Carry on the forum thread below about the DNR and deer management, picking up after its last post.

Extracted text:
########################################

# dnr YOU LIE, LIE, LIE



## Cobra (Jan 19, 2000)

Trout, you could see it coming. I wrote a paper in college during the mid 70s that dealt with a noticable local increase in goose numbers due to changes in their nesting habits from field observations that I'd kept track of since high school. The Prof. naturally rejected it, he believed that I only wrote it in hopes of expanding the season limit and that my observations were made up. Man was he ever wrong ,but then again he had the PHD, power and influence. Also mentioned it to some CO's during that period, they thought the same thing. Bureaucrats rule


----------



## trout (Jan 17, 2000)

I know it happened but I can't pin point when at least here.
Seems like it was over 5 years and then whamo


----------



## Bowhunter30 (Nov 8, 2004)

> Those crops are good for summer and fall. But what are the deer eating in January and February when all of the crops and fruit are gone? If the winter browse is in poor condition. Then you do have habitat that is lacking, and too many deer. Bob S


For starters, I was just stating we have a lot of crops that aid in their fatting up for the winter. Myself and my father spend time in the spring/summer planting trees that would be good food for them in the winter months. We also continue to have our timed feeders distributing food all year long, so we don't just stop feeding at the end of the season. 

Some of the trees we plant that are recommended are Cedars, White Pines, Maples and of course the acorn bearing oak trees, which there are plenty of those on our land. So, they do have good habitat all year round. 

I have also seen on these forums guys telling others to take matters into their own hands, by practicing deer management. I do this also, but isn't that part of the reason we have a Department of Natural Resources? Hey, don't get me wrong, I am all for each individual practicing what they want.

I had posted a message explaining some of the things I felt should change or be implemented. I left out one more thing, do away with the youth hunt. If a kid is going to get into hunting, they are going to like it whether or not they kill a deer. I tell you what, it would of been more of a let down for me as a kid to shoot a nice buck my first time out and then have to hunt like the rest of us. Instead my first two years I hunted state land and seen not one single deer and you know what? I am still hunting today. All I am saying is that is another reason the herd has changed to, but I don't feel that has as a significant impact as the other things I have pointed out in earlier posts.

########################################

Source material:
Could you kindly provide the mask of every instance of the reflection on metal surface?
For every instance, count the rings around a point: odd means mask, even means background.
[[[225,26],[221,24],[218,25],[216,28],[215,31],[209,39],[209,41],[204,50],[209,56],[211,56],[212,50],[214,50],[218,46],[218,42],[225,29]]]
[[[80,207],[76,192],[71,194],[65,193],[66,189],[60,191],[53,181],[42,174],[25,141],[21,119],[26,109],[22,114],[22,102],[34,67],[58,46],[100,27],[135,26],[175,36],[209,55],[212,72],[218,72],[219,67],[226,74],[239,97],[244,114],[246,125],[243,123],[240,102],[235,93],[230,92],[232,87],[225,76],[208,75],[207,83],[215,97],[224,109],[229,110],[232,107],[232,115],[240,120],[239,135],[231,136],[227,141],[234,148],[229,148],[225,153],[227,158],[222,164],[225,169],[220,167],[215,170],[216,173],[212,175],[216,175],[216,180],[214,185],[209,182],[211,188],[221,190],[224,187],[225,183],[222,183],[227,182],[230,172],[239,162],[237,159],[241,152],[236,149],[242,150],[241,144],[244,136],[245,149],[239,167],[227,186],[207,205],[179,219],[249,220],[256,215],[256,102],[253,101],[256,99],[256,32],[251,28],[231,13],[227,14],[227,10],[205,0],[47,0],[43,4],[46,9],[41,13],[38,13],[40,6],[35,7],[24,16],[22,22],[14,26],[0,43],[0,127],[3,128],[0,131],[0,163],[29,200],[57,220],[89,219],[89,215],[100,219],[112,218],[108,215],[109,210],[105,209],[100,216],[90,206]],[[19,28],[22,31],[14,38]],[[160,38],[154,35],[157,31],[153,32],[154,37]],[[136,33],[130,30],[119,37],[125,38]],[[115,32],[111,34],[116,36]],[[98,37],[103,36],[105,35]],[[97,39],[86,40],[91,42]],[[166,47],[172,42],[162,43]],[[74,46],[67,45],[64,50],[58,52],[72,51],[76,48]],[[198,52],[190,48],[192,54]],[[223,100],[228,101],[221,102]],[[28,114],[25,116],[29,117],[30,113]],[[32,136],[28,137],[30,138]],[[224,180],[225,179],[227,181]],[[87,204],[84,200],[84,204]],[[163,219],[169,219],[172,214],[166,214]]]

########################################

Exercise result:
----------



## Jacob Huffman (Sep 13, 2004)

A friend of mine tells me his dad,who lives just north of Lansing ,in Dewitt, can remember as a child seeing his first deer in sourthern MI.That was back in the late 40's or early 50's.I remeber back in the mid 80's sitting in the woods by LeRoy and seeing 200 deer in a weekend.Mind you they were probably the same group more or less walking around the woods.But these days I will still see on average 4 or 5 deer a day up there.Down here,Clinton county, I see regularly 15-20 deer a day gun hunting.Of course most of them are on the neighbors property but at least I see some.I did not get a buck off this land this year but I still say there are plenty of deer just didnt come my way this year...yet...


----------



## just ducky (Aug 23, 2002)

Bmac said:


> The deer numbers in Central Michigan are about where they have been for the last few years. I see several every time out and dozens on my way to work in the morning. One stretch of road has had a car-killed deer about every other day for two weeks. The only problem where I hunt is the idiots to my east that spent the weekend before season sighting in their guns and building blinds. They hunted the opening Monday and couldn't figure out why they didn't see deer.


DITTO!!! I can only speak from our experience. We've owned our property for 13 years, and we have more deer than you can shake a stick at. This is due pure and simple to habitat improvement, and quality food sources....namely good farm country. And that's just here where I live, about 10 miles northeast of Lansing. Where we do most of our deer hunting is on a private chunk of just over 400 acres in Montcalm County.  This is family owned property that our family has hunted for generations, and the deer are out of control! This again is due to habitat improvements...clearings, selective timbering, food plots, but also excellent farm country with high quality food sources. So as I've said before in posts I've made here, I have ZERO complaints about the deer herd. In fact, I think we have way too many, at least in central lower Michigan.


----------



## Tom Morang (Aug 14, 2001)

Early deer results are down
Sunday, November 28, 2004
By Bob Gwizdz

Deer season still has ways to go, but results so far are apparently less than what state wildlife managers had hoped.

"Right now, it looks like it's going to be down across the board," said Department of Natural Resources big game specialist Rod Clute.

Regionally, hunters in northern Michigan appear to be taking fewer deer than they did last year, while southern Michigan hunters are showing similar results as last year.

The DNR had predicted a season similar to last year statewide. But Clute noted that there could be several factors involved and "there's still a lot of deer season to go (beyond the firearms season)."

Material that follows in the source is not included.